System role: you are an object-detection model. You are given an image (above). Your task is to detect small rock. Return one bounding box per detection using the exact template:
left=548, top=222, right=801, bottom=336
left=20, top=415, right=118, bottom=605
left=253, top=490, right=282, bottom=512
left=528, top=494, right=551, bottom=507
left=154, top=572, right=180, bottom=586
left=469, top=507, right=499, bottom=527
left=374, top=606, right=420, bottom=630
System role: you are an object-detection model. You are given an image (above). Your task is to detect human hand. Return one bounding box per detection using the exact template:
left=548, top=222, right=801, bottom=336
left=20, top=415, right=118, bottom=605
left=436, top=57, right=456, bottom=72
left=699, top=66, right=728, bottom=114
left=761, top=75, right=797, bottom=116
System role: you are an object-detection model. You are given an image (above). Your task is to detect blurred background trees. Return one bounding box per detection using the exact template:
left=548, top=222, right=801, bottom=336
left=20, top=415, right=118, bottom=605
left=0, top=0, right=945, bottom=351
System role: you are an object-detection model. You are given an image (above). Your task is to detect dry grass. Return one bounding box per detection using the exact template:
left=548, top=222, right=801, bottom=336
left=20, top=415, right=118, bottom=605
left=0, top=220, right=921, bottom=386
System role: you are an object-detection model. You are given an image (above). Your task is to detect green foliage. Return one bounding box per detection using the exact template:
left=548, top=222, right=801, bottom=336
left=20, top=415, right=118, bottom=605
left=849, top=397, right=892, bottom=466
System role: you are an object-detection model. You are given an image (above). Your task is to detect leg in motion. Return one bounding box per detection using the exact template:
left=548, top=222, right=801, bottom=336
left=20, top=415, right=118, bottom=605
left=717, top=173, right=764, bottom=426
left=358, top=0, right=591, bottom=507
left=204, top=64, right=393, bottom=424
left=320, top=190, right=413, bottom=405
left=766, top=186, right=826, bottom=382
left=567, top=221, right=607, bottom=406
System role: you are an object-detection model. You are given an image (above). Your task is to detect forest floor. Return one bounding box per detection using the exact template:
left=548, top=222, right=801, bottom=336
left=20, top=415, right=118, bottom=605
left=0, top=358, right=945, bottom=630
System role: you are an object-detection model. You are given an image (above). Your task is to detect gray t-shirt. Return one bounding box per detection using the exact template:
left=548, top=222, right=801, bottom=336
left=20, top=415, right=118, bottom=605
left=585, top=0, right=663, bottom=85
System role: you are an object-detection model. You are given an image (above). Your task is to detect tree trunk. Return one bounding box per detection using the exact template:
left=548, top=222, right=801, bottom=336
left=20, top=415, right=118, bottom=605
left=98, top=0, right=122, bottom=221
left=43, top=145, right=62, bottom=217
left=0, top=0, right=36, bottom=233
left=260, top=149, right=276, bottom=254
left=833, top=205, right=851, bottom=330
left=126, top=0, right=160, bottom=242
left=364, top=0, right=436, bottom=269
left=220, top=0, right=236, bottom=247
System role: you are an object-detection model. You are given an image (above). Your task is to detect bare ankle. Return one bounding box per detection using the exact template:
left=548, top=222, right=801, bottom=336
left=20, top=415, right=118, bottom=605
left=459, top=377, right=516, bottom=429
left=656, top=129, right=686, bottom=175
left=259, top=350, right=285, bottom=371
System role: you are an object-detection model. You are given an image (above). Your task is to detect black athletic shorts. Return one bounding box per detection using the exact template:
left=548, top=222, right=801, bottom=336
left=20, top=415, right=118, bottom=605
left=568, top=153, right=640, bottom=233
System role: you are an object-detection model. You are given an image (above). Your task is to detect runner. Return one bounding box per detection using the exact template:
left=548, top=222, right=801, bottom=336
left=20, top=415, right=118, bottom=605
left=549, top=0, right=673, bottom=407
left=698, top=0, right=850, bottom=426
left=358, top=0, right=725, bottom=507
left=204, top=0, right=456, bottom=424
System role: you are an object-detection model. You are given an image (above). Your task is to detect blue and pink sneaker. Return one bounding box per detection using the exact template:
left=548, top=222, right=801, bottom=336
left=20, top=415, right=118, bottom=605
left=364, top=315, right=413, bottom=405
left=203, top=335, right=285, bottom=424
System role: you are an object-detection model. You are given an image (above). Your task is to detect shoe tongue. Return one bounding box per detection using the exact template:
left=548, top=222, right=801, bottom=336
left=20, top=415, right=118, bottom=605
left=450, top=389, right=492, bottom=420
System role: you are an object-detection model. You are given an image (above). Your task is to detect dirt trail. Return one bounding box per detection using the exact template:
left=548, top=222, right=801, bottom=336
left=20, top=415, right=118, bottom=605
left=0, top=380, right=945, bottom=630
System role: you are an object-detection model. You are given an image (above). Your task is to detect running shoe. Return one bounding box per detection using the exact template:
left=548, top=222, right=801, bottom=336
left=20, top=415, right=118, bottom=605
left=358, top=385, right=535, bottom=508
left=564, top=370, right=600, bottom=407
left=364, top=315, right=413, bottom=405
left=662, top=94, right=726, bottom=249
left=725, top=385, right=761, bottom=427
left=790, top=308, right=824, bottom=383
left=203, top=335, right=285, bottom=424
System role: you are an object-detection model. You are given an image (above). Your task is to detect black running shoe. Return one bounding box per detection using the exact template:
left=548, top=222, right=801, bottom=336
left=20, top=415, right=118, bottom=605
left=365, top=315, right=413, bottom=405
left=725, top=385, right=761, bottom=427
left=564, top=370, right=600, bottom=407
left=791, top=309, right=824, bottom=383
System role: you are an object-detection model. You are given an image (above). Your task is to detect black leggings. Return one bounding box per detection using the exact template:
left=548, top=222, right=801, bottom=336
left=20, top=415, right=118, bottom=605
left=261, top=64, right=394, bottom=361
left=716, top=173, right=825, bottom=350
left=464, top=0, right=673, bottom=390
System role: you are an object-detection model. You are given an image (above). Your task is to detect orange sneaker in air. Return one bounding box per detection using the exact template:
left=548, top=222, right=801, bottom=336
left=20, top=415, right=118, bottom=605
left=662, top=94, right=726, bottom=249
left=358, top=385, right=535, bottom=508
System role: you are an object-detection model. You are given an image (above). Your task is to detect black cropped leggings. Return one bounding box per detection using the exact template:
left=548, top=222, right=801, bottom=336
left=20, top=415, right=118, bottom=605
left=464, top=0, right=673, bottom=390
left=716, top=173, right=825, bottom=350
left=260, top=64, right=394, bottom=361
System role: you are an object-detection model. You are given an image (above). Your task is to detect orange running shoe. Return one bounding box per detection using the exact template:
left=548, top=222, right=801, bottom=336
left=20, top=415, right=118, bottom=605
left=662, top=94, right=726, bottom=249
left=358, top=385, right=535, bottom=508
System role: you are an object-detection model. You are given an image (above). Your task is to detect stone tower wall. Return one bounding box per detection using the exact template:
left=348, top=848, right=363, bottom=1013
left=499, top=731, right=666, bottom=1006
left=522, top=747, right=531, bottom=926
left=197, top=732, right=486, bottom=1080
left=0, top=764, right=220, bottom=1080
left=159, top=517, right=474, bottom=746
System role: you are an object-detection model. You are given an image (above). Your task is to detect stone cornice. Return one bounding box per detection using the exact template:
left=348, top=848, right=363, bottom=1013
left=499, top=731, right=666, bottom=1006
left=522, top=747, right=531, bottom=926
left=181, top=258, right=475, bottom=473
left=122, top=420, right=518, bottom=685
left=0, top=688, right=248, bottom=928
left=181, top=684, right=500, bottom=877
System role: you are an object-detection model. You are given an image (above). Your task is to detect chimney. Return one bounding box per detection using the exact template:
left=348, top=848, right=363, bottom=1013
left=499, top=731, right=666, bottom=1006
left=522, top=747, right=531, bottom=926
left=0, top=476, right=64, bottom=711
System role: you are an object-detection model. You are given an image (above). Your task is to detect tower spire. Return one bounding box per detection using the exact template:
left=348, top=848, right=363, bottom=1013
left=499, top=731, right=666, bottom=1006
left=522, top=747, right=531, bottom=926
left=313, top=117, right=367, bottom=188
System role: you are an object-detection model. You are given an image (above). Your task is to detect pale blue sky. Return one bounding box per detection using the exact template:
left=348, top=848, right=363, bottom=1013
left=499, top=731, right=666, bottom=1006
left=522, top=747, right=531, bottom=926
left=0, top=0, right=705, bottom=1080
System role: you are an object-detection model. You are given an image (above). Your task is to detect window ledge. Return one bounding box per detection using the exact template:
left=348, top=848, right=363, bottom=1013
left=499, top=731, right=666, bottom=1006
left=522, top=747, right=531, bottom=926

• • •

* **Exercise description**: Reproduce every line, starting at the one containing "to detect pale" and continuing through the last of the entries, with 50 added to each coordinate of the answer boxes and all other text left as it stands.

* **Expected answer**:
System role: you are an object-detection model. You are given an image (above). Your task is to detect pale blue sky. Return one bounding box per detection using the exact template:
left=348, top=848, right=363, bottom=1013
left=499, top=731, right=666, bottom=1006
left=522, top=747, right=531, bottom=926
left=50, top=50, right=755, bottom=1130
System role: you are an object-detection model. You are given an image (above). Your task is to detect window ledge. Return one bounding box per detection using the exact template:
left=348, top=848, right=363, bottom=1013
left=499, top=731, right=666, bottom=1006
left=522, top=747, right=531, bottom=926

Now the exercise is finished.